■ What to produce
Reproduce the rows below verbatim, beginning at the line that contains "Can you find the car windshield" and continuing through the final line of the rows.

-------

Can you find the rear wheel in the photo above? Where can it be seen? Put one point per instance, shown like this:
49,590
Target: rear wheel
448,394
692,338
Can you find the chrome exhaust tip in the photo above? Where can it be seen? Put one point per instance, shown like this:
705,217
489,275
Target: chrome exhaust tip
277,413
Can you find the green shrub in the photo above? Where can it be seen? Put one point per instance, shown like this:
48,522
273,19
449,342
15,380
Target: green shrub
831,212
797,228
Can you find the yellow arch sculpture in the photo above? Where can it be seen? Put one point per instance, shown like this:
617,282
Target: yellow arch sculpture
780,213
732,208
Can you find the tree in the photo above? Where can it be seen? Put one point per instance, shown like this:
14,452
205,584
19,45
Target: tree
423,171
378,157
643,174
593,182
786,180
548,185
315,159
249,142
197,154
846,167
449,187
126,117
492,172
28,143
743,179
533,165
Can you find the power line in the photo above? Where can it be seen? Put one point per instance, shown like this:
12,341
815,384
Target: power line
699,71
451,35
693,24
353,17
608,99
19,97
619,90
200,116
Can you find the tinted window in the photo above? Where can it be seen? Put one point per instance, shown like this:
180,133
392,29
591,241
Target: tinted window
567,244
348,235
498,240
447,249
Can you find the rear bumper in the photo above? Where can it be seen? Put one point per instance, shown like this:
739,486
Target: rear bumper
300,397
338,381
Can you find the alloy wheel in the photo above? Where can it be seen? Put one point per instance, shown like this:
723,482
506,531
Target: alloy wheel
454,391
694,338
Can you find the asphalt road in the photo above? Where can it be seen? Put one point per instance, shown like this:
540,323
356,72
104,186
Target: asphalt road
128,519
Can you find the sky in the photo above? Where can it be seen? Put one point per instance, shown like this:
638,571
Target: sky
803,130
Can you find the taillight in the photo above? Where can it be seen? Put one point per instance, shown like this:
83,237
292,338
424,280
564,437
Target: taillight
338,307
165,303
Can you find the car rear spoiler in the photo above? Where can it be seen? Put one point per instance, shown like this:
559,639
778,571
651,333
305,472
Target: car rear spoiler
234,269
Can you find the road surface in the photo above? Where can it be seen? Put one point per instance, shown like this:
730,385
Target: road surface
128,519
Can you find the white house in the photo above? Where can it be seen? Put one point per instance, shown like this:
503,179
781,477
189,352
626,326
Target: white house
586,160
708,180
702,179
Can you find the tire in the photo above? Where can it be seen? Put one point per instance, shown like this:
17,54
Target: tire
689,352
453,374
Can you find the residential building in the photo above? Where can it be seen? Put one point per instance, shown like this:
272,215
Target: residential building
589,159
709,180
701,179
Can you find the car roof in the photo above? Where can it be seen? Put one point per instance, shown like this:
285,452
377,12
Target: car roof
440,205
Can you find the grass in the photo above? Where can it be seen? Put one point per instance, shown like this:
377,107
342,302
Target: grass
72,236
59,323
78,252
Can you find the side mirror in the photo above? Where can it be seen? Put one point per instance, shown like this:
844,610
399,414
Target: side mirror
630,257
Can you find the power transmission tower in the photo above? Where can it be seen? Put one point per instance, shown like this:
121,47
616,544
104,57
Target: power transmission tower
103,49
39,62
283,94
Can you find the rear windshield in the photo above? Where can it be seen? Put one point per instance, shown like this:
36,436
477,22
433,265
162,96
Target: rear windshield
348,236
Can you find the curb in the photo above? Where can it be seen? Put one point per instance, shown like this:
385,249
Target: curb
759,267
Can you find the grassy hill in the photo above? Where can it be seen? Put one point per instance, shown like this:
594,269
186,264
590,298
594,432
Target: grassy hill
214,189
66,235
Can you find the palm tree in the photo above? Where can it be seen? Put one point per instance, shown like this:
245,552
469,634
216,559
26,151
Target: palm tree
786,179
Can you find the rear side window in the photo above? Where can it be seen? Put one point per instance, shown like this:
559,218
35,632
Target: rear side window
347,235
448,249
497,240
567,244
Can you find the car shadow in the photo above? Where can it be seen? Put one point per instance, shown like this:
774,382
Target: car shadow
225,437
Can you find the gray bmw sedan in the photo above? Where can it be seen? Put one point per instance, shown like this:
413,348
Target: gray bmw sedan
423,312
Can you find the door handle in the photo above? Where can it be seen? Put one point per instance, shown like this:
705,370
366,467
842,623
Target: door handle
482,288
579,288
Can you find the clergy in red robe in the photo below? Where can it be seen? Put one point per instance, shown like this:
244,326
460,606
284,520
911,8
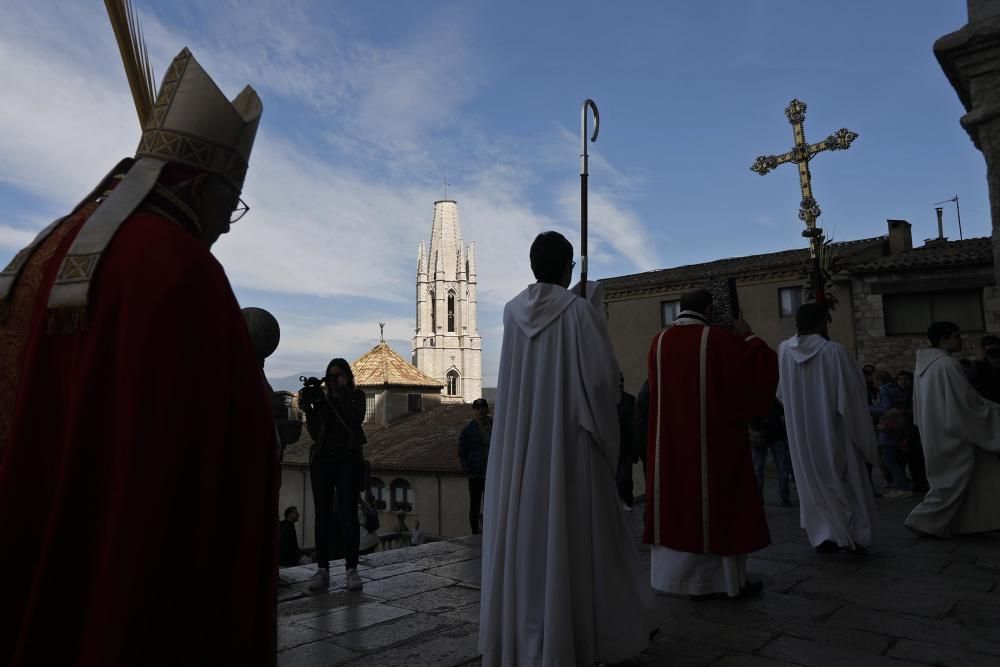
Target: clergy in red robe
703,514
138,466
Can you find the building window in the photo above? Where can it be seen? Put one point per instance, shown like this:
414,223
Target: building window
451,312
669,310
789,300
911,314
379,495
401,496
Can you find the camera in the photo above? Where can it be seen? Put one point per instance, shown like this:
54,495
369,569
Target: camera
311,393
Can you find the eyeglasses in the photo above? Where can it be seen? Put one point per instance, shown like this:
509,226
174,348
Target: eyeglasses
238,212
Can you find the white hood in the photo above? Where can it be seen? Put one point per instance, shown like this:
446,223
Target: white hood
538,306
804,348
928,357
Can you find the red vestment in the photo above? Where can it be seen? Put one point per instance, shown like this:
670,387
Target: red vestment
138,482
701,493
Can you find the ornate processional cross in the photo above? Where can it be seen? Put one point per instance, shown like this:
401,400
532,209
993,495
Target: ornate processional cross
800,154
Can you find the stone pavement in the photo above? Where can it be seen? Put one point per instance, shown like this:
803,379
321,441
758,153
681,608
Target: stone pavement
910,602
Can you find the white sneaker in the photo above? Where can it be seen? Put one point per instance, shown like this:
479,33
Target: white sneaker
354,582
321,580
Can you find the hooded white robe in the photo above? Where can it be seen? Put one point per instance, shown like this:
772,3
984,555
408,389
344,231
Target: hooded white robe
960,433
830,436
562,584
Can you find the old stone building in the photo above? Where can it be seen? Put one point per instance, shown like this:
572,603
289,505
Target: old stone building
412,451
895,299
415,469
446,342
887,293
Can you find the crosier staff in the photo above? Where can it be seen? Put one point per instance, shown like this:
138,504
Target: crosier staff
583,186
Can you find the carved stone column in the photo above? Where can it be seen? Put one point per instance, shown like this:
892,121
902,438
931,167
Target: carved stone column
970,58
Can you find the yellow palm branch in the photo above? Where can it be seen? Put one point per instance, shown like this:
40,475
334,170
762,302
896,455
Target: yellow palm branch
135,58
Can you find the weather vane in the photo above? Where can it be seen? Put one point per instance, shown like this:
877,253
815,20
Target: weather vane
802,152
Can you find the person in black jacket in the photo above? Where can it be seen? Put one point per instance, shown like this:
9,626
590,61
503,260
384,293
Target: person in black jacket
642,423
473,452
627,456
288,539
336,466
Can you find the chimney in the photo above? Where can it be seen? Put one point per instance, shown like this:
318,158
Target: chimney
941,238
900,238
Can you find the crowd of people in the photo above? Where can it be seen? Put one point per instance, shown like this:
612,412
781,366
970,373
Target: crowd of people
120,309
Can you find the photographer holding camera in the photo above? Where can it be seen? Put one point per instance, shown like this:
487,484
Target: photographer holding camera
335,410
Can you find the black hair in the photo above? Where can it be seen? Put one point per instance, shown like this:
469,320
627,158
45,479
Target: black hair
884,377
697,300
345,368
810,318
550,254
938,331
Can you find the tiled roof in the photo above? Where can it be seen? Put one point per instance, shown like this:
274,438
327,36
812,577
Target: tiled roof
767,263
947,253
420,442
381,366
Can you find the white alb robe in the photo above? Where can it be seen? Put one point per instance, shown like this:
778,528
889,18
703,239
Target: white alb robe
960,434
830,436
562,583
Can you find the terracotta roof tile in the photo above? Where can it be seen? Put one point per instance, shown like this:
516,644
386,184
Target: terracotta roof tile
420,442
947,253
767,263
381,366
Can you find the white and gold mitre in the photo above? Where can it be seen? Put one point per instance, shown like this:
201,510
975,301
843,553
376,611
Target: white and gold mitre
192,123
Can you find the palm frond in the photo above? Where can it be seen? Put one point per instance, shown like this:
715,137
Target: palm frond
135,57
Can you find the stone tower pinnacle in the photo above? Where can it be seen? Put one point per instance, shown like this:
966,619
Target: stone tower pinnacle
446,342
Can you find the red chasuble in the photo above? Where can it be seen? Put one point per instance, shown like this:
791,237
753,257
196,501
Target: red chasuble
701,493
138,482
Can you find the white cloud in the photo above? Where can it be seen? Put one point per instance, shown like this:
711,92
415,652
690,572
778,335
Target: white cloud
612,228
13,239
341,181
307,344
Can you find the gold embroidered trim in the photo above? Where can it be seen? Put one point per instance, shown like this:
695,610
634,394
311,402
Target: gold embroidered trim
21,306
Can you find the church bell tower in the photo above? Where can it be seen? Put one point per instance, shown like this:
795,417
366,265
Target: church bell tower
447,345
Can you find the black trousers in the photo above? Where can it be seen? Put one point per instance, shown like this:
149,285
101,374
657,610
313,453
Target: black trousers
476,487
344,480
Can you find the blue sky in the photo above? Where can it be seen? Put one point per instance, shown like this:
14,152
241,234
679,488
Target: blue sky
367,105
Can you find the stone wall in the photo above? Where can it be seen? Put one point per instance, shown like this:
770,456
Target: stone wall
895,353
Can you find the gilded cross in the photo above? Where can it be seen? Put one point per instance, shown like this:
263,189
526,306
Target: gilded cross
800,154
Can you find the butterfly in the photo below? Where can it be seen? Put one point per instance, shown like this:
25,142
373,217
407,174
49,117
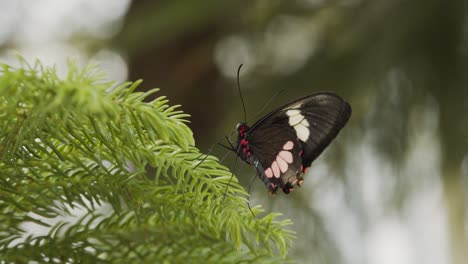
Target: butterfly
282,145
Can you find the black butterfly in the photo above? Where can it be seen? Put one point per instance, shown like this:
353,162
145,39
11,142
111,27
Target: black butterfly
282,145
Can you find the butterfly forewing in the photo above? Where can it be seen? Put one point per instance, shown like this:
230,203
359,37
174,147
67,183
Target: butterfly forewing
286,141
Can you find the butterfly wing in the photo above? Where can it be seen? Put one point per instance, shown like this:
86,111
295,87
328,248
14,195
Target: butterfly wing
310,123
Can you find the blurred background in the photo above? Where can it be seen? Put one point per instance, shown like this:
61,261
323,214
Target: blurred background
392,188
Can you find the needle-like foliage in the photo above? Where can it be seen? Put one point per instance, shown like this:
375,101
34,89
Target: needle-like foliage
107,177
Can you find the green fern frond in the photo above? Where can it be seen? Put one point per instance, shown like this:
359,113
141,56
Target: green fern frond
111,178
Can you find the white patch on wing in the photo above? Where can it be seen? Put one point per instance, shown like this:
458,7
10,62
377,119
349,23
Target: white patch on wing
276,170
302,132
282,164
288,145
300,124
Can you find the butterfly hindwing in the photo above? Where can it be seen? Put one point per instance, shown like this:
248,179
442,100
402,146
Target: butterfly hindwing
278,151
308,124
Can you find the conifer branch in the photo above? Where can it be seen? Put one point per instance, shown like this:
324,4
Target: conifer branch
112,178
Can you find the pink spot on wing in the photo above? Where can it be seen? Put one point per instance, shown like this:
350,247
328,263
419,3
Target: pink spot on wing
282,164
286,155
276,170
288,146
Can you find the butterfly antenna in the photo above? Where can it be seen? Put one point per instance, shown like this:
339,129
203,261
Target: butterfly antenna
240,93
269,101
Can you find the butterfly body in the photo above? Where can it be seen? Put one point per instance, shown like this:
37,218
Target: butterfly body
282,145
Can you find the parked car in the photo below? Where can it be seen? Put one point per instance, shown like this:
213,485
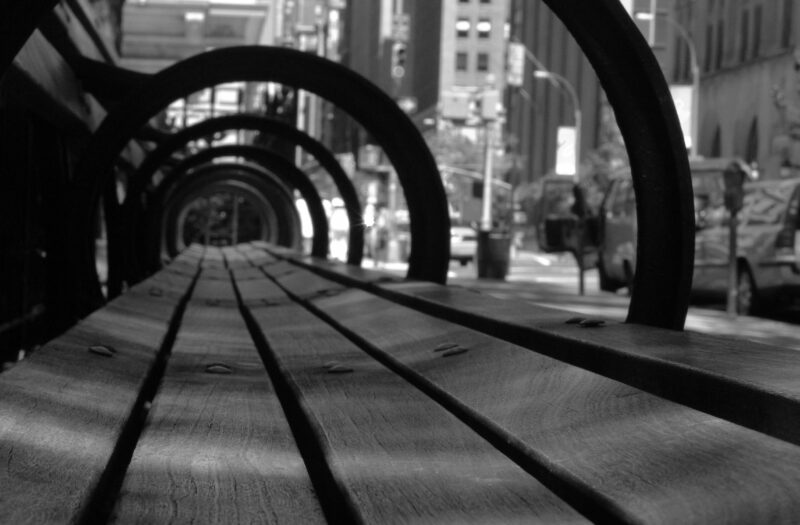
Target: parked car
463,244
768,250
768,238
617,230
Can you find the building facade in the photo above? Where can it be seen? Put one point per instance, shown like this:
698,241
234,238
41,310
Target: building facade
539,107
748,60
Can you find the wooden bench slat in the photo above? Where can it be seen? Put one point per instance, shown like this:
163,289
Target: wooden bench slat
749,383
400,456
652,458
218,448
64,409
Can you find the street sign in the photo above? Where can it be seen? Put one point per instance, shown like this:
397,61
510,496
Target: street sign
399,54
455,105
408,104
401,24
490,100
565,150
515,73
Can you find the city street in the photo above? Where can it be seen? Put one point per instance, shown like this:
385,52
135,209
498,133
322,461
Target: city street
552,280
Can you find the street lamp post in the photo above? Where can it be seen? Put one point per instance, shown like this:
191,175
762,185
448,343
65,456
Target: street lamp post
684,34
562,82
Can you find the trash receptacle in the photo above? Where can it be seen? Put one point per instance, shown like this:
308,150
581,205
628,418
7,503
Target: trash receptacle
493,254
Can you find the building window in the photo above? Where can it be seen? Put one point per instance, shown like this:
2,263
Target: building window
463,26
744,35
786,28
483,62
484,28
462,61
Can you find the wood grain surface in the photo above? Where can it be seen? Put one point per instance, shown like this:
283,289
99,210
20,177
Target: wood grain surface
217,448
63,409
400,456
749,383
653,460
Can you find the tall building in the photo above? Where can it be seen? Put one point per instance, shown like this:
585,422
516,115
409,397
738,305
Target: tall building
538,108
449,45
748,63
750,87
157,33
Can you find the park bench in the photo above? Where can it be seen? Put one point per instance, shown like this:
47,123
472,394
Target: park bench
255,384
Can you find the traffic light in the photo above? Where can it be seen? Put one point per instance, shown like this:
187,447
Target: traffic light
398,59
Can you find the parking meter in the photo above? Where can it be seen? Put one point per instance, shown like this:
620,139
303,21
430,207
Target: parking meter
733,178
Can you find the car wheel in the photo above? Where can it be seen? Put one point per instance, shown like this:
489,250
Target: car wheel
607,283
746,293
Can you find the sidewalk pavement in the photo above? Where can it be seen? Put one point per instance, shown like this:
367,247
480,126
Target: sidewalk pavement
520,285
530,279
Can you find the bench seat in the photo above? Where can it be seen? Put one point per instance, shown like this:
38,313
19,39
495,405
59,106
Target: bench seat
253,384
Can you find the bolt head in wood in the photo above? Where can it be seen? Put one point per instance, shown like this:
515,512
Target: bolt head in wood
454,351
102,350
444,346
218,368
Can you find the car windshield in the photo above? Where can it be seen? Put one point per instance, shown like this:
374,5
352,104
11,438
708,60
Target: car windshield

-------

■ Solution to the problem
Can you find the car windshield in the photo above? Where can it be seen? Put one point per instance, shown like this:
374,5
352,104
11,438
708,60
Target: car windshield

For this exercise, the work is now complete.